- Requirement 1:
In the hydrate reservoir simulation passage below, set down word for word the portion from "In the present" to "was provided (Fig. 14).".
___ Excerpt to read
The empirical correlation proposed by Moridis and Collett (2003) is used for calculating dissociation pressure of methane hydrates based on experimental data and a linear interpolation technique is used to calculate the aqueous phase density and viscosity at prevailing temperature using the water data published by Perry (1997). Compressibility factors and enthalpies of the free-gas phase are calculated using the Peng–Robinson equation of state (Peng and Robinson 1976). The Lee et al. (1966) correlation is used to determine the free-gas phase viscosity. Peaceman’s wellbore model is used in this work for the representation of wellbore fluid withdrawal (Peaceman 1983).

Numerical representation and validation

As explained in detail in Silpngarmlert et al. (2012), the Newton–Raphson method is used for the linearization of the fully implicit governing equations. All the parameters are updated at every iteration. The Generalized Minimal Residual Method (GMRES) is used for the solution of the resulting simultaneous system of algebraic equations. The class 1 hydrate reservoir structure presented by Burshears et al. (1986) was used in this work as a reference system for validation purposes (Silpngarmlert et al. 2012). This base or reference system has a 50-ft-thick Hydrate Bearing Layer (HBL) in the upper part and 50-ft-thick free gas and water zone underneath the HBL, as indicated in Fig. 1. There are about 45-ft-thick shale layers above the HBL and below the free-gas zone. The pressure at the bottom of the HBL is about 3,000 psia. Reservoir properties are summarized in Table 1. This reservoir pressure is quite high but it is not unfeasible. According to the geological data of gas hydrate deposit in TigerShark area in the Gulf of Mexico (Boswell et al. 2009), the average reservoir pressure is above 4,500 psia (approximated from hydrostatic pressure). For the discretized model, a 3D (x,y,z) representation is implemented using gridblock sizes of 100 ft × 100 ft × 10 ft. For the particular case of this reference case the number of equations that needs to be solved at each iteration is about 15,500 equations for a drainage area of 73.38 acres. Hydrostatic and geothermal gradient values are used to estimate PT conditions of each grid block in each zone (hydrate and free-gas zones). Simulation runs of each zone are performed separately to estimate initial conditions in each zone. The temperature at the top boundary of the top shale is adjusted to match the heat flux at the bottom of this zone to that of the top layer of the free-gas zone. After that, the two parts are combined and then a simulation run of the combined model is performed (without production) to obtain the initial conditions of the entire reservoir. There is no gas–water contact in the free-gas zone. Details about the validation of the proposed model using the described reference case are found in Silpngarmlert et al. (2012).

Fig. 1
figure 1

Structure of the reference methane hydrate reservoir used in this study

Table 1 Reservoir properties and correlation parameters used in this study

Simulation study

In the present study, the effects of some production parameters on gas production performance are examined. The reservoir properties and all parameter values used in this study are summarized in Table 1. The model implements parameter switching method to handle phase change in each grid block in the system. The unknowns in each grid blocks are determined from the phase presented in the grid blocks. Table 2 summarizes the unknowns for each expected phase combinations in this simulation study. In order to explore maximum production capacity of a given well, production wells in all simulation cases are operated with constant bottom-hole pressure (BHP) at 14.7 psia. Note that the 14.7 psia case shows the maximum production that could be expected. However, comparison of cumulative gas and productions at 14.7 and 500 psia of one simulation case was provided (Fig. 14).
______
- Requirement 2:
Locate each line of the listing below that contains the string "clicks", matching case, and copy those lines.
___ Supplied material
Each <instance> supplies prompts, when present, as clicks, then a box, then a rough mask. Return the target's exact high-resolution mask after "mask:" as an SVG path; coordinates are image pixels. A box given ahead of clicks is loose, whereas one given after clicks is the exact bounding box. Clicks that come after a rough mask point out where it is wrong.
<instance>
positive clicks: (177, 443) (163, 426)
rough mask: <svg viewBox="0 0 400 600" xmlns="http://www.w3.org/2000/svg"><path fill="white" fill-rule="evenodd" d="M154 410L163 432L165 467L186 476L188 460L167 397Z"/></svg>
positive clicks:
______
- Task output 1:
In the present study, the effects of some production parameters on gas production performance are examined. The reservoir properties and all parameter values used in this study are summarized in Table 1. The model implements parameter switching method to handle phase change in each grid block in the system. The unknowns in each grid blocks are determined from the phase presented in the grid blocks. Table 2 summarizes the unknowns for each expected phase combinations in this simulation study. In order to explore maximum production capacity of a given well, production wells in all simulation cases are operated with constant bottom-hole pressure (BHP) at 14.7 psia. Note that the 14.7 psia case shows the maximum production that could be expected. However, comparison of cumulative gas and productions at 14.7 and 500 psia of one simulation case was provided (Fig. 14).

- Task output 2:
Each <instance> supplies prompts, when present, as clicks, then a box, then a rough mask. Return the target's exact high-resolution mask after "mask:" as an SVG path; coordinates are image pixels. A box given ahead of clicks is loose, whereas one given after clicks is the exact bounding box. Clicks that come after a rough mask point out where it is wrong.
positive clicks: (177, 443) (163, 426)
positive clicks:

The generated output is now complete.